Items from a data source
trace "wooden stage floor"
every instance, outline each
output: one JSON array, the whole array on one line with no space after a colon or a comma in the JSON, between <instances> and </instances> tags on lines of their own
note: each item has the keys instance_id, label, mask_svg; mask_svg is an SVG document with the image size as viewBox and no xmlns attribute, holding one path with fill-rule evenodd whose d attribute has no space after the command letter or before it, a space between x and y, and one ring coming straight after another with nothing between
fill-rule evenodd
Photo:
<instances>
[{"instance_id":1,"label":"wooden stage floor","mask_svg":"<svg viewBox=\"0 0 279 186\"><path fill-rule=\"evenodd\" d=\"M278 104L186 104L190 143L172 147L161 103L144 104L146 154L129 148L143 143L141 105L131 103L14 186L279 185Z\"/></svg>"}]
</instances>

Written task: Put every line of the data above into a Markdown table with two columns, Row and Line. Number the rows and skip any blank lines.

Full response:
| Row | Line |
|---|---|
| 1 | trace "wooden stage floor" |
| 2 | every instance, outline each |
| 3 | output: one JSON array, the whole array on one line with no space after a colon or a comma in the JSON, between <instances> and </instances> tags on lines of their own |
| 4 | note: each item has the keys instance_id, label, mask_svg; mask_svg is an SVG document with the image size as viewBox and no xmlns attribute, holding one path with fill-rule evenodd whose d attribute has no space after the command letter or before it, a space between x and y, and one ring coming straight after another with nothing between |
| 5 | fill-rule evenodd |
| 6 | Photo: |
| 7 | <instances> |
| 8 | [{"instance_id":1,"label":"wooden stage floor","mask_svg":"<svg viewBox=\"0 0 279 186\"><path fill-rule=\"evenodd\" d=\"M278 104L186 104L190 143L172 147L161 103L144 104L146 154L129 148L143 143L141 105L131 103L14 186L279 185Z\"/></svg>"}] |
| 9 | </instances> |